-------- RECORDS FOR THE EXERCISE --------

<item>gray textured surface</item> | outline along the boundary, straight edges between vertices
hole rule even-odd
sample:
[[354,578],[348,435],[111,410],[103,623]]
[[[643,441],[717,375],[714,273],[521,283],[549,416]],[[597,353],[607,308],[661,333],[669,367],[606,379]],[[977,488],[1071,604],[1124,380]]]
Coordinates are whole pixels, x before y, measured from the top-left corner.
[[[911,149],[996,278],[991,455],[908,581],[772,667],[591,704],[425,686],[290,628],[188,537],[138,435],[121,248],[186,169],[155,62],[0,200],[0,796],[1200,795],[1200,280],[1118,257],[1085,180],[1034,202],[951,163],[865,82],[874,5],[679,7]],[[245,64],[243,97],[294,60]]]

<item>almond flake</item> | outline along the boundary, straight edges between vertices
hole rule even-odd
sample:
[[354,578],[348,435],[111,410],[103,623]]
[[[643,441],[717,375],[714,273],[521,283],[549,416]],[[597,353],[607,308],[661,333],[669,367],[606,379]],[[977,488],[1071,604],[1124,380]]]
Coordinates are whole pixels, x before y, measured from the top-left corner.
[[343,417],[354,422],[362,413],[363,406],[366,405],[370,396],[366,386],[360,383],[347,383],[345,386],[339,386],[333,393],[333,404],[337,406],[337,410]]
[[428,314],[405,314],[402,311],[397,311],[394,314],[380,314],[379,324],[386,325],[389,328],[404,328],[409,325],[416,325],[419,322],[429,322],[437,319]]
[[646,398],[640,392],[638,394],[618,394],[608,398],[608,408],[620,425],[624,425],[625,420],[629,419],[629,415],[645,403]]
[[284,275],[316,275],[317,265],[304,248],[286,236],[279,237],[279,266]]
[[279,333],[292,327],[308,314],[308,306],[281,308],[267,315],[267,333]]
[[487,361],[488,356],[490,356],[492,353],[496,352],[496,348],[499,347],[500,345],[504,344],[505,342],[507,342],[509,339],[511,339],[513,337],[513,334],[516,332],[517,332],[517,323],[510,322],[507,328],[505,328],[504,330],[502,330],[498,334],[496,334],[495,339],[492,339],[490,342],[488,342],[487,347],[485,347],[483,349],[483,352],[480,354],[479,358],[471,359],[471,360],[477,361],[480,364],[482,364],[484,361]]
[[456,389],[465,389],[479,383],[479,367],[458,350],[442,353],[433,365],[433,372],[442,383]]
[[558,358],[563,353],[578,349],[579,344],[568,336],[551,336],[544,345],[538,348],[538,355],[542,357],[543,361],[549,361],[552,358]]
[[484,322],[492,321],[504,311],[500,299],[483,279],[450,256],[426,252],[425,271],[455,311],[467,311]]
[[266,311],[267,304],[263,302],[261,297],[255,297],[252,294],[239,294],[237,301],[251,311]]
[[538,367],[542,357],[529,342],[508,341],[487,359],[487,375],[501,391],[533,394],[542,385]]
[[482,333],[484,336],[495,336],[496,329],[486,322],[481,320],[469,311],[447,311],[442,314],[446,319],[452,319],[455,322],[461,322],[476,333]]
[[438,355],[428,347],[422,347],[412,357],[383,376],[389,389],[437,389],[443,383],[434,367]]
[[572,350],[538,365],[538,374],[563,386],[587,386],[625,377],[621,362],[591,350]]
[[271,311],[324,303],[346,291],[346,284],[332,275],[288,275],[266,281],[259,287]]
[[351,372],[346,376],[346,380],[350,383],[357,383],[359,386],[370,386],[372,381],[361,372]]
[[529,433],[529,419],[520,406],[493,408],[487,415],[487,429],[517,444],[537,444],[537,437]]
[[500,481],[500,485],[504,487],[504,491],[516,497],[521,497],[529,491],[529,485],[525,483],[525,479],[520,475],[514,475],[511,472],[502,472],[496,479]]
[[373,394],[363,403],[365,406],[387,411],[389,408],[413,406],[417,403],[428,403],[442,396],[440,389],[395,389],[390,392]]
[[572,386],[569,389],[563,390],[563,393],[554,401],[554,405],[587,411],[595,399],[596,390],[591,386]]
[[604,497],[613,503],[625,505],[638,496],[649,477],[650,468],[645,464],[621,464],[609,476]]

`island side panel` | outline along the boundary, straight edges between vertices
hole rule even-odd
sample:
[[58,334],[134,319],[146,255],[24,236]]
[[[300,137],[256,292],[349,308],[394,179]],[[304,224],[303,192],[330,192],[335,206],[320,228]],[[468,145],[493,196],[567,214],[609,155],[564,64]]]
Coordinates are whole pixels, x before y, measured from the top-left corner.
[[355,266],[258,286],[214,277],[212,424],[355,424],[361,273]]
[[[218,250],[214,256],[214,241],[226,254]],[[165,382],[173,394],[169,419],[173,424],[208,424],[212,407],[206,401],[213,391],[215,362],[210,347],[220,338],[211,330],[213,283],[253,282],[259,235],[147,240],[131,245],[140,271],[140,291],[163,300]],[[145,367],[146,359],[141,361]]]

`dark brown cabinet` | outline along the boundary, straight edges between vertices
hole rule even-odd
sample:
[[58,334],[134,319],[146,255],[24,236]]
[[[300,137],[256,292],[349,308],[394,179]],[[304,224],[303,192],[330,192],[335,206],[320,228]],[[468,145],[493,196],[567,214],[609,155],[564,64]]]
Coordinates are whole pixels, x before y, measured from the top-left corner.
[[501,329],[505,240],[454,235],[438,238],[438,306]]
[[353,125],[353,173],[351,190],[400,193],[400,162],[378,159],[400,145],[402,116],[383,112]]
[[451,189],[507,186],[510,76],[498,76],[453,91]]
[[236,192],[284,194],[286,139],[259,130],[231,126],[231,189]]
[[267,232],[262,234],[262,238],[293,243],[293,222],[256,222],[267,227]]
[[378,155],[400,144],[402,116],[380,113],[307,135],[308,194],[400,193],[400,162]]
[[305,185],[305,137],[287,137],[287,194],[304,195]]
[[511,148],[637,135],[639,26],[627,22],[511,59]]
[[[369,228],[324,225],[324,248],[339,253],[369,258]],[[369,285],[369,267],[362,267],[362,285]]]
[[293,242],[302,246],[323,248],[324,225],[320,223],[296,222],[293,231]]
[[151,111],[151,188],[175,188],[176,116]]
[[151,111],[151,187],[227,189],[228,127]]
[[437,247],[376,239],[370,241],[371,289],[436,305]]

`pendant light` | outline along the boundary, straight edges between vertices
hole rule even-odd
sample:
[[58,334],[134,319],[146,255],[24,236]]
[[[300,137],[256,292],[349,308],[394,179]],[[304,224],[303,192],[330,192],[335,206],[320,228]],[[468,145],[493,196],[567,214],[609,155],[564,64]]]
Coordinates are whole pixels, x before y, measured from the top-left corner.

--------

WORK REQUIRED:
Retype the data. Every line must match the original exactly.

EXPECTED ANSWER:
<item>gray textured surface</item> | outline along the boundary, straight edges between vertices
hole rule even-odd
sample:
[[354,578],[348,435],[111,410],[103,623]]
[[[643,441],[717,375],[714,273],[521,283],[549,416]],[[597,353],[607,308],[661,333],[669,367],[606,379]],[[977,488],[1071,604],[1124,380]]]
Coordinates are whole pixels, x before y, measured from the top-left corner.
[[[911,149],[996,278],[991,455],[908,581],[772,667],[591,704],[425,686],[290,628],[188,537],[138,435],[121,248],[186,169],[155,62],[0,200],[0,796],[1200,795],[1200,280],[1118,257],[1085,180],[1034,202],[951,163],[865,82],[874,5],[679,7]],[[245,64],[243,97],[294,60]]]

<item>almond flake</item> | outline along the boundary, straight edges between vertices
hole rule even-odd
sample:
[[354,578],[348,435],[111,410],[103,623]]
[[[643,441],[717,375],[714,273],[521,283],[549,416]],[[597,353],[607,308],[661,333],[669,367],[606,379]],[[977,488],[1071,604],[1124,380]]]
Coordinates are whole pixels, x before y, measured from the top-left corner.
[[343,417],[354,422],[362,413],[363,406],[366,405],[370,396],[366,386],[360,383],[347,383],[345,386],[339,386],[333,393],[333,404],[337,406],[337,410]]
[[428,314],[405,314],[402,311],[397,311],[394,314],[380,314],[379,324],[386,325],[389,328],[404,328],[409,325],[416,325],[419,322],[429,322],[437,319]]
[[646,398],[640,392],[638,394],[618,394],[608,398],[608,408],[620,425],[624,425],[625,420],[629,419],[629,415],[645,403]]
[[284,275],[316,275],[317,265],[304,248],[286,236],[279,237],[279,266]]
[[279,333],[292,327],[308,314],[308,306],[281,308],[267,315],[267,333]]
[[487,361],[488,356],[490,356],[492,353],[496,352],[496,348],[499,347],[500,345],[504,344],[505,342],[507,342],[509,339],[511,339],[513,337],[513,334],[516,332],[517,332],[517,323],[510,322],[507,328],[505,328],[504,330],[502,330],[498,334],[496,334],[495,339],[492,339],[490,342],[488,342],[487,347],[485,347],[483,349],[483,352],[480,354],[479,358],[471,359],[471,360],[477,361],[480,364],[482,364],[484,361]]
[[456,389],[465,389],[479,383],[479,367],[458,350],[442,353],[433,365],[433,372],[442,383]]
[[558,358],[563,353],[578,349],[579,344],[568,336],[551,336],[544,345],[538,348],[538,355],[542,357],[543,361],[549,361],[552,358]]
[[484,322],[492,321],[504,311],[500,299],[483,279],[450,256],[426,252],[425,271],[455,311],[467,311]]
[[266,311],[267,304],[263,302],[261,297],[255,297],[252,294],[239,294],[237,301],[251,311]]
[[538,367],[542,357],[529,342],[508,341],[487,359],[487,375],[501,391],[533,394],[542,385]]
[[482,333],[484,336],[495,336],[496,329],[486,322],[481,320],[469,311],[447,311],[442,314],[446,319],[452,319],[455,322],[461,322],[476,333]]
[[438,355],[428,347],[422,347],[412,357],[383,376],[389,389],[437,389],[443,383],[434,367]]
[[572,350],[538,365],[538,374],[563,386],[587,386],[625,377],[621,362],[591,350]]
[[271,311],[324,303],[346,291],[346,284],[332,275],[288,275],[266,281],[259,287]]
[[351,372],[346,376],[346,380],[350,383],[357,383],[359,386],[370,386],[372,381],[361,372]]
[[529,433],[529,419],[520,406],[493,408],[487,415],[487,429],[517,444],[537,444],[537,437]]
[[500,481],[500,485],[504,487],[504,491],[516,497],[521,497],[529,491],[529,485],[525,483],[525,479],[520,475],[514,475],[511,472],[502,472],[496,479]]
[[373,394],[363,403],[365,406],[387,411],[389,408],[413,406],[417,403],[428,403],[442,396],[440,389],[395,389],[390,392]]
[[572,386],[569,389],[563,390],[563,393],[554,401],[554,405],[587,411],[595,399],[596,390],[591,386]]
[[604,497],[613,503],[625,505],[638,496],[649,477],[650,468],[645,464],[621,464],[609,476]]

`island side panel` | outline along the boundary, straight edges between vertices
hole rule even-odd
sample:
[[58,334],[134,319],[146,255],[24,236]]
[[[300,137],[256,292],[349,308],[394,179]],[[304,224],[303,192],[330,192],[335,206],[320,228]],[[468,145],[493,196],[567,214],[609,155],[564,64]]]
Coordinates are whole pixels, x before y, measured from the top-left corner.
[[355,266],[258,286],[214,277],[212,424],[355,424],[361,273]]
[[[218,250],[214,256],[214,241],[226,254]],[[165,382],[173,394],[169,419],[173,424],[208,424],[212,407],[206,401],[213,391],[215,362],[210,347],[220,338],[211,330],[213,283],[253,282],[259,235],[147,240],[131,245],[140,271],[140,291],[163,300]],[[145,367],[146,359],[141,361]]]

`dark brown cabinet` | outline along the boundary, straight edges between vertices
hole rule even-odd
sample:
[[58,334],[134,319],[146,255],[24,236]]
[[[300,137],[256,292],[349,308],[394,179]],[[304,224],[303,192],[330,192],[335,206],[320,228]],[[468,145],[493,196],[567,214],[609,155],[564,64]]]
Coordinates are whole pixels, x before y, measured from the top-left corner.
[[501,329],[505,240],[454,235],[438,238],[438,306]]
[[353,125],[353,173],[351,190],[400,193],[400,162],[378,159],[400,145],[402,116],[383,112]]
[[451,189],[507,186],[510,76],[498,76],[453,91]]
[[236,192],[284,194],[286,139],[259,130],[231,126],[231,189]]
[[267,232],[262,234],[262,238],[293,243],[293,222],[256,222],[267,227]]
[[378,155],[400,144],[402,116],[380,113],[307,135],[308,194],[400,193],[400,162]]
[[305,185],[305,137],[287,137],[287,194],[304,195]]
[[511,148],[637,135],[639,26],[627,22],[511,59]]
[[[369,228],[324,225],[324,248],[339,253],[369,258]],[[369,285],[369,267],[362,267],[362,285]]]
[[293,242],[302,246],[323,248],[324,225],[320,223],[296,222],[293,231]]
[[151,111],[151,188],[175,188],[176,116]]
[[151,111],[151,187],[227,189],[228,127]]
[[437,247],[376,239],[370,241],[371,289],[436,305]]

`pendant light` | outline along the boundary, straight edges between vertices
hole rule even-odd
sample:
[[58,334],[134,319],[146,255],[24,236]]
[[[300,137],[256,292],[349,308],[394,179]],[[304,224],[303,192],[330,192],[335,206],[320,228]],[[468,145],[493,196],[567,214],[609,155],[564,64]]]
Coordinates are whole pixels, x before y, measured from the top-left corner.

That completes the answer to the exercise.